DATA205- Capstone project
The primary objective of this project is to expand the existing collection of analysis examples within the Data Science Kit.
This project is in collaboration with the Capstone Project of the Montgomery Community College 2024 Fall intern program.
Course Summary: DATA 205
The DATA 205 course is designed to provide students with an understanding of fundamental concepts and hands-on experience as data scientists. In addition to the more conventional learning models, this course creates a multi-professional setting where students can learn in parallel with real-life practicing professionals, thus introducing them to practical approaches to using Big Data.
One of the main traits of DATA 205 is the project-based learning approach. Students are not just consumers of these details but rather stakeholders involved in data science decisions. As students perform various tasks with real-world data, they learn how to utilize and analyze data using many methods, determine the ethical use of data, and create reproducible research results.
Capstone Project Overview
- Work with a mentor and data to create a “data product”

**GOALS**
1. What is the primary objective of the project described in the DATA 205 capstone text?
2. Continue the DATA 205 capstone text beyond its final line.

**ROWS**
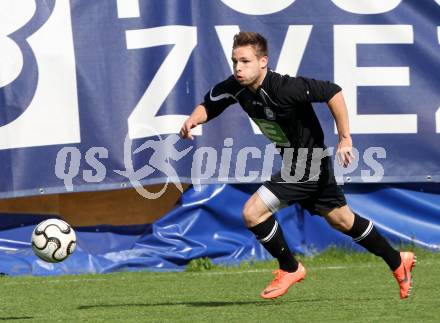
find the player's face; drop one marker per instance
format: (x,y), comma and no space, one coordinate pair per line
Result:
(249,69)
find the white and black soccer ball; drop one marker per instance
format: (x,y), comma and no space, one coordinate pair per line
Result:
(53,240)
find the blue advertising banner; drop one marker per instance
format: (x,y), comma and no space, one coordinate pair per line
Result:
(93,93)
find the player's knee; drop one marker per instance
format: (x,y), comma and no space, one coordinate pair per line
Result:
(251,214)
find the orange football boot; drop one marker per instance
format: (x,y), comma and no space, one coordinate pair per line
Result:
(403,273)
(283,280)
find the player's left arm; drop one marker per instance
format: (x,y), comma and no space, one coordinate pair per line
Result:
(339,111)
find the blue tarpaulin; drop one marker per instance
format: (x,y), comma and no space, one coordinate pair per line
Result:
(208,223)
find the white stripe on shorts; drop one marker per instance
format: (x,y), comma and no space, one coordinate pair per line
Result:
(272,202)
(271,234)
(366,232)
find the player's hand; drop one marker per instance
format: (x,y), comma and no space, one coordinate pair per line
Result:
(185,131)
(344,154)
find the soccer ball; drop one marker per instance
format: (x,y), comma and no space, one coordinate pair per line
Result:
(53,240)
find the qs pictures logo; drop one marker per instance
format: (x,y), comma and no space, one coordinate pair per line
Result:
(38,94)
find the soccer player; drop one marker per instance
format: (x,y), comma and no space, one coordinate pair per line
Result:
(281,106)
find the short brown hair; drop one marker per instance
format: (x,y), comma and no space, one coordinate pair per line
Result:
(245,38)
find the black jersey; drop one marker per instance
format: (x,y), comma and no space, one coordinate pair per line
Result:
(281,107)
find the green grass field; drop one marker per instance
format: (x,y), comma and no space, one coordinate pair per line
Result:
(339,288)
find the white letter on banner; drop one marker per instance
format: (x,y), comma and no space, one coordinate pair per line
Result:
(226,36)
(51,117)
(349,76)
(99,167)
(290,56)
(184,39)
(128,8)
(367,7)
(258,7)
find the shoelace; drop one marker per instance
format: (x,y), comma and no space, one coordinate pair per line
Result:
(279,274)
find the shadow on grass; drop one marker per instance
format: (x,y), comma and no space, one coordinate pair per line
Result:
(226,303)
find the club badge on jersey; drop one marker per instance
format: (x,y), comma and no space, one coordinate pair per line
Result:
(270,115)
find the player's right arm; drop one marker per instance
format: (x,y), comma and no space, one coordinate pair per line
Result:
(215,102)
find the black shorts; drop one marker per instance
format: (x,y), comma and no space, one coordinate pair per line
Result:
(318,195)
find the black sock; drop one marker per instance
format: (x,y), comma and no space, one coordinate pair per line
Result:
(365,234)
(270,235)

**RESPONSES TO THE TASKS**
1. To expand the existing collection of analysis examples within the Data Science Kit.

2.
- Special Projects
- Opportunity to work with an external organization
- Internal Projects
- Defined in collaboration with the instructor
Dataset requirements
- Must access data from an original data source
- Not from Kaggle or another aggregator unless the student can trace the data back to its primary source and access it there
- Must choose and use data in a manner consistent with any licensing or usage restrictions
- Must use real-world data (not synthetic data)
- Must work with at least 2 quantitative (numerical) and 2 qualitative (categorical) variables
- Must not be data the student worked with in a previous DATA course
- There may be exceptions; instructor approval is required
- Additional data requirements will be discussed as the student refine their project ideas
Project Expectations
- Choice of Topics & Datasets
- Elevator Pitch
- Data Ingestion, Cleaning, & Wrangling
- Exploratory Data Analysis
- Statistical Analysis
- Data Visualizations
- Data Product / Data Stories
- GitHub Presence!
Working with HMDA dataset
The Consumer Financial Protection Bureau's (CFPB) CFPB's "core mission is to ensure that when Americans apply for a mortgage, choose a credit card, or use any other financial product, the markets work for them."
The CFPB's mission is to protect consumers of financial products, including mortgages, in the same way it protects other consumers.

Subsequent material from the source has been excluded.